STATED PROBLEM A.
In the forum thread, which browser did chowder switch to after having too many issues with Firefox?

# Having issues with the site



## twoisplenty (Nov 12, 2008)

Is anyone else having any issues with DFC? I havent been on much lately because it takes forever for the pages to load. I am constantly hitting refresh  I have emptied my cache and deleted cookie but this site is the only one that I have problems with.


----------



## chowder (Sep 7, 2008)

I was having a lot of issues with it for awhile. It wasn't loading at all and finally Chrome would actually give up and I'd have to kill my entire browser. It seems to be better today but that's why I haven't been posting much lately. It's hard to post when you can't even get on!


----------



## trikerdon (May 14, 2011)

I use FireFox and don't have any problems......


----------



## whiteleo (Sep 7, 2008)

Same here, I use firefox and don't have issues!


----------



## chowder (Sep 7, 2008)

I was having too many issues with firefox so I switched over to Chrome. It was leaving zombie websites open on my computer and I'd have to search them out and close them. My whole computer was slowing down and grinding away at invisible websites. I got sick of it. Plus I have adblock running on Chrome and it works great.

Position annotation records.
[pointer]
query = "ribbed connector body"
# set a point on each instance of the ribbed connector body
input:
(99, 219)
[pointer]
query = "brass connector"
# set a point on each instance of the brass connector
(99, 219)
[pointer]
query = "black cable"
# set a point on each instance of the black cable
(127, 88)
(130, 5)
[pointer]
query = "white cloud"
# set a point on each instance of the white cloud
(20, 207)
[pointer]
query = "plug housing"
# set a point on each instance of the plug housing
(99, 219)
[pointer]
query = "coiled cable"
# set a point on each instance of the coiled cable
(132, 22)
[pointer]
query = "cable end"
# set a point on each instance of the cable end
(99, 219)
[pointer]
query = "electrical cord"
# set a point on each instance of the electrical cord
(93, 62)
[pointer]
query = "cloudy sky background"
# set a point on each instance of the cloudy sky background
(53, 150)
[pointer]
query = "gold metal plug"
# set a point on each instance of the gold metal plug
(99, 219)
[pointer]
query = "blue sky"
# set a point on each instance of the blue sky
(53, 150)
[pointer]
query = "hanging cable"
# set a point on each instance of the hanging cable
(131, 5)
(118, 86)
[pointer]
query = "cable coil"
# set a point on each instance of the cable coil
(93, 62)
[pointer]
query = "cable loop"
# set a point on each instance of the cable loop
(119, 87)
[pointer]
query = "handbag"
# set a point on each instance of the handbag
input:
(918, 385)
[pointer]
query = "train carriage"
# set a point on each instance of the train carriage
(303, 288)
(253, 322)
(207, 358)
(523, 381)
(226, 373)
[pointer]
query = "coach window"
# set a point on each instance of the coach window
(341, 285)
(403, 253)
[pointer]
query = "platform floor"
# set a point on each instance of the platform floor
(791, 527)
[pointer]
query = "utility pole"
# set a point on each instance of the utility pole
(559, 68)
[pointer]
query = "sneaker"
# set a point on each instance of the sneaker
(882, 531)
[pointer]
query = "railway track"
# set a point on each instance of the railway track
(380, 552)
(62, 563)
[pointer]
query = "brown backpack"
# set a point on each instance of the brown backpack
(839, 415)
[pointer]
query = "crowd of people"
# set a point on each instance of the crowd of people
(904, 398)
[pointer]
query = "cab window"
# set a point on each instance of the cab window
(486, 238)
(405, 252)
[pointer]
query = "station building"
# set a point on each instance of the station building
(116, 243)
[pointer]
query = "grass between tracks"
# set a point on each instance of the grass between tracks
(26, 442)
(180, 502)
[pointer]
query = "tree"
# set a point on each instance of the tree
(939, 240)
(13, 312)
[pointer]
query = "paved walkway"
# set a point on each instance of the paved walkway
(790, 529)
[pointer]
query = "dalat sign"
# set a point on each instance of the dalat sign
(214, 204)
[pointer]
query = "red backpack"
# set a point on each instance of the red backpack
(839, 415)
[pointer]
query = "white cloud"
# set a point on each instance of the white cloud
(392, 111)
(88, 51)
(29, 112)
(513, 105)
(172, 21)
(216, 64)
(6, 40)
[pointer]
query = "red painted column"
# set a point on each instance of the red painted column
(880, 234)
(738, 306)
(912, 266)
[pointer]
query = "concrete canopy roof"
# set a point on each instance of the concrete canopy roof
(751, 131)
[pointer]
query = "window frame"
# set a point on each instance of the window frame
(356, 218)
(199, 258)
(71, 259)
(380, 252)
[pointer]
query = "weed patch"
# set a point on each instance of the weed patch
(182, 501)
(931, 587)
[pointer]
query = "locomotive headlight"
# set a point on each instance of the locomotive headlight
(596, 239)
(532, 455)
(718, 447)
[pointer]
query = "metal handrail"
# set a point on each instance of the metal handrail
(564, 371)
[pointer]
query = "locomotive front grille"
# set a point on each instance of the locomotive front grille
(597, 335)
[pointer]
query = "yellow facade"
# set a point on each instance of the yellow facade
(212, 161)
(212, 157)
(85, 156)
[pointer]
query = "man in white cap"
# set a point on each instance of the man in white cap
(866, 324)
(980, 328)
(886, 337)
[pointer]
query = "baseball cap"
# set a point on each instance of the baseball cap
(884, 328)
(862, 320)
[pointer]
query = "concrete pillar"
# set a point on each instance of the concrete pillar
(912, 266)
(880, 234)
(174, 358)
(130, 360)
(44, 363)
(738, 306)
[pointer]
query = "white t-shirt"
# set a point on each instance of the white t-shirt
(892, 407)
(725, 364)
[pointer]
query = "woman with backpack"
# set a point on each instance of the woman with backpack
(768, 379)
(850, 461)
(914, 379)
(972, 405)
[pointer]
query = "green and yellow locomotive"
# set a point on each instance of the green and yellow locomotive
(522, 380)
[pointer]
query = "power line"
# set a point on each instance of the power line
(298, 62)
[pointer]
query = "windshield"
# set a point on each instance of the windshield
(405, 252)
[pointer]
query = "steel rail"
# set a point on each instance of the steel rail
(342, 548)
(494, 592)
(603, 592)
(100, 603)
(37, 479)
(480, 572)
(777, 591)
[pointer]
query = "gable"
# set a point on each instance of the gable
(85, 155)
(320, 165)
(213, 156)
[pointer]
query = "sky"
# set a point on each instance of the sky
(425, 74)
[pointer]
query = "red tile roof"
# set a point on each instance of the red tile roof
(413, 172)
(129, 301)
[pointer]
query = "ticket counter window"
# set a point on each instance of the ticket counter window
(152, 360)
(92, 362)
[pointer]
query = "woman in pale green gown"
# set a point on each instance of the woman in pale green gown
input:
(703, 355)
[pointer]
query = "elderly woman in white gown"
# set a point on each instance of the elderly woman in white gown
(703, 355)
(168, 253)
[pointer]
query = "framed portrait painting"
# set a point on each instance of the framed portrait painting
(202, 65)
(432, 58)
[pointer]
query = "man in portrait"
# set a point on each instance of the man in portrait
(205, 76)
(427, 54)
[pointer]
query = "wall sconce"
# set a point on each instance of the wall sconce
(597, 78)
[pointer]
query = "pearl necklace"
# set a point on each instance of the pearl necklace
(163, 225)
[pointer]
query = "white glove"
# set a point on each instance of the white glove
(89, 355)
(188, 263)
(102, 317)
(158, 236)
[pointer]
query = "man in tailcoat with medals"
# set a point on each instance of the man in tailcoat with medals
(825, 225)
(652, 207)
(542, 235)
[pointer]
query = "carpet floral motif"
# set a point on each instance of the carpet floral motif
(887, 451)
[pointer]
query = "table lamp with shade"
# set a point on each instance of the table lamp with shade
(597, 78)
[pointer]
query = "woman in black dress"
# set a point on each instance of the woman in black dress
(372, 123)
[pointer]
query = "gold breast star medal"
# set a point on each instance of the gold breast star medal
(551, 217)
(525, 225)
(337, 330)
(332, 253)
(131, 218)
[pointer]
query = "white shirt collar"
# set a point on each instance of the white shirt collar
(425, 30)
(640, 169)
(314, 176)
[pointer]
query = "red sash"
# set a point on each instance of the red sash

STATED PROBLEM B.
Collect every line of the entries that contains the word "walkway".

CORRECT OUTPUT A.
Chrome.

CORRECT OUTPUT B.
query = "paved walkway"
# set a point on each instance of the paved walkway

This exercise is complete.